=== TASK INPUTS ===
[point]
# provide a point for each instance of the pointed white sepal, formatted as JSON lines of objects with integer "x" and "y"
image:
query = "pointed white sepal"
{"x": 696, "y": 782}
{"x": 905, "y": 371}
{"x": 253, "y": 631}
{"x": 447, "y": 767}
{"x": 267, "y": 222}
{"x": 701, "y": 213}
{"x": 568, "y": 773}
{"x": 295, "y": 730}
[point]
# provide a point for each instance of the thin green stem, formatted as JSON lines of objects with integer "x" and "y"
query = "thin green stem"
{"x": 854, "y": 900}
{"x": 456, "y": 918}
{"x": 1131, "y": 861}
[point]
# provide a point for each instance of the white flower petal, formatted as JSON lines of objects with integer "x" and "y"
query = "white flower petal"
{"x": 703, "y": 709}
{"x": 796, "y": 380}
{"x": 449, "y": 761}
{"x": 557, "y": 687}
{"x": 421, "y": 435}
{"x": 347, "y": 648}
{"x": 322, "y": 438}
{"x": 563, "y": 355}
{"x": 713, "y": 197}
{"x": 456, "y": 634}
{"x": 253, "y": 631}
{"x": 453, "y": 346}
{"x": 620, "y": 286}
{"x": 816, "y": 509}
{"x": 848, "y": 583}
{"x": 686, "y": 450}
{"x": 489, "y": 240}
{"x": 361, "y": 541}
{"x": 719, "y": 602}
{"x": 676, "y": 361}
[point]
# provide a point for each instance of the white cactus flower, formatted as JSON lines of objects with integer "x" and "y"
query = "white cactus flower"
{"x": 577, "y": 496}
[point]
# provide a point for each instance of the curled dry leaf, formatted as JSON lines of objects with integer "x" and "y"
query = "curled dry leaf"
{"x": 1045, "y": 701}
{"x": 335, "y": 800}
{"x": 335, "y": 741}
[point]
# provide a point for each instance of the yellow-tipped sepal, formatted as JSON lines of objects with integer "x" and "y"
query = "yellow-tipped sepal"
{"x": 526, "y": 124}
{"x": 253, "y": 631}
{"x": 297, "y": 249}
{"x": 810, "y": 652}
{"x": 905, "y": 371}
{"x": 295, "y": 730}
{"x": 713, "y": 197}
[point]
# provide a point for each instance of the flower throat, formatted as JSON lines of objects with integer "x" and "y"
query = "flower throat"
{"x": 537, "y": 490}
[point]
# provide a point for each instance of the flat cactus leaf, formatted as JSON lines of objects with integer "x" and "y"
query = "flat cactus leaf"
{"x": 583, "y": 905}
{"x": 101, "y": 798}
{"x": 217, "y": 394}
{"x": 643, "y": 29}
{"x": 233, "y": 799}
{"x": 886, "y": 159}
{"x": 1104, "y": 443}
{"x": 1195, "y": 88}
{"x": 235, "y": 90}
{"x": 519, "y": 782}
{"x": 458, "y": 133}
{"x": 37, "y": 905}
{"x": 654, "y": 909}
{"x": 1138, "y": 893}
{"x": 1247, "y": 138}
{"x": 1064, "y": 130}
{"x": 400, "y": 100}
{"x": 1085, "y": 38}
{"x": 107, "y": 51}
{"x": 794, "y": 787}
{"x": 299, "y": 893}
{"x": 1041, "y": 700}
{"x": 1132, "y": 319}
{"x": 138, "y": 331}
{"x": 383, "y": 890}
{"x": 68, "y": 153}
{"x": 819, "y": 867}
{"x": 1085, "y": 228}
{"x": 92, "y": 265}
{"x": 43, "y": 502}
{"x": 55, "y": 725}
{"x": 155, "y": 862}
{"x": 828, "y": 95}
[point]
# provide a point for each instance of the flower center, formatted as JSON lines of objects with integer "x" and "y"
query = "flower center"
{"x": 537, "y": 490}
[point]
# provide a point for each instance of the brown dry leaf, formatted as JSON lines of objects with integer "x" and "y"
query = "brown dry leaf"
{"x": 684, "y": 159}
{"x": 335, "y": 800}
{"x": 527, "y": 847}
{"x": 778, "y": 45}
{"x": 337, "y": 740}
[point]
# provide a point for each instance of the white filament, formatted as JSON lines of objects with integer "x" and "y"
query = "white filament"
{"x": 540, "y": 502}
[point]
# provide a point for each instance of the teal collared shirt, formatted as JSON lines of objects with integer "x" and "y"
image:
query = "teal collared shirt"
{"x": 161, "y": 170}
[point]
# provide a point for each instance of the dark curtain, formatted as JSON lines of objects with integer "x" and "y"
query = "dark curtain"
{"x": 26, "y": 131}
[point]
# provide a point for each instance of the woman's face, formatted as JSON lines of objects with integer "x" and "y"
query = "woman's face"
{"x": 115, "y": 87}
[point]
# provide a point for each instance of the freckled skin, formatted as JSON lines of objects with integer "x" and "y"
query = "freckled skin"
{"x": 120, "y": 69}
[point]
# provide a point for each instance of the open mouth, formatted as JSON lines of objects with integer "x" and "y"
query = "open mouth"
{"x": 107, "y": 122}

=== TO DO ===
Find every line in the records that contains the string "dark", matching case exactly, and copy each of those lines.

=== RESPONSE FOR THIS EXERCISE ===
# provide a point for each instance of the dark curtain, formatted as JSON lines of objects with integer "x" and "y"
query = "dark curtain"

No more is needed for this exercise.